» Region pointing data
Content starts
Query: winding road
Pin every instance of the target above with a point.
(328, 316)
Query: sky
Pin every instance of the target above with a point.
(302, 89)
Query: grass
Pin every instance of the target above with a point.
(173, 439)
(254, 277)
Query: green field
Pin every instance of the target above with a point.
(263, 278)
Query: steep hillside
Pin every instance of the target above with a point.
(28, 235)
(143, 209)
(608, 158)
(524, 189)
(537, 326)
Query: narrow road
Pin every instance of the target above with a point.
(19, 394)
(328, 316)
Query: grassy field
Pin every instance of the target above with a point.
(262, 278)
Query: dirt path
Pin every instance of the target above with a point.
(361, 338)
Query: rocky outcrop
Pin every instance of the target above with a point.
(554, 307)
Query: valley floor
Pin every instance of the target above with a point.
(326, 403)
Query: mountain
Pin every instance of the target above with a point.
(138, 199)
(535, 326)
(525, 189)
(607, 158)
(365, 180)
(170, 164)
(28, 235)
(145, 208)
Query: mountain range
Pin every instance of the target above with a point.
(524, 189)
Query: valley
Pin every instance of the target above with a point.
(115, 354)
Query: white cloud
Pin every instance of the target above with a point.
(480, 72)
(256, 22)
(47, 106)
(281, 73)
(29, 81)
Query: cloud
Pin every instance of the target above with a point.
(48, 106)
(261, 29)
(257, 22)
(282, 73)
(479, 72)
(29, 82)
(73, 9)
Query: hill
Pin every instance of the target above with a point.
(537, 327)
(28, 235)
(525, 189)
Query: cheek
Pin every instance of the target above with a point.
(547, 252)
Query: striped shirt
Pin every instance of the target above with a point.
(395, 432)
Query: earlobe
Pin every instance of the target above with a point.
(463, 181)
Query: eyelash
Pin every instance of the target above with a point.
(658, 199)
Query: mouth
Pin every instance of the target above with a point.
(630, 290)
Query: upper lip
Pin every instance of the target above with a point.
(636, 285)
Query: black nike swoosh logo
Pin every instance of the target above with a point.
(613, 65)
Content ends
» WORK ORDER
Return exactly the lines from the beginning of the data above through the one containing "Query: mountain range", please. Include both end lines and add nothing else.

» EXERCISE RESULT
Query: winding road
Pin every instance of the target above with a point.
(328, 316)
Query: sky
Pin every instance of the target above with a point.
(302, 89)
Query: grass
Pin every instance of the target above with a point.
(173, 439)
(254, 277)
Query: green field
Pin every instance of the target above with a point.
(263, 278)
Query: steep hillside
Pin every instance of the target above with a point.
(28, 235)
(143, 209)
(608, 158)
(524, 189)
(537, 326)
Query: narrow road
Pin every instance of the target above with a point.
(19, 394)
(328, 316)
Query: grassy field
Pin every instance of the target above with a point.
(262, 278)
Query: dirt path
Pin every instance of the target above with a point.
(361, 338)
Query: rocky outcrop
Pin every instance of the target above with a point.
(554, 307)
Query: valley floor
Pin every instance of the target above with a point.
(326, 403)
Query: mountain
Pin every instance of the target above with a point.
(138, 199)
(535, 326)
(525, 189)
(607, 158)
(365, 180)
(170, 164)
(28, 235)
(145, 208)
Query: mountain range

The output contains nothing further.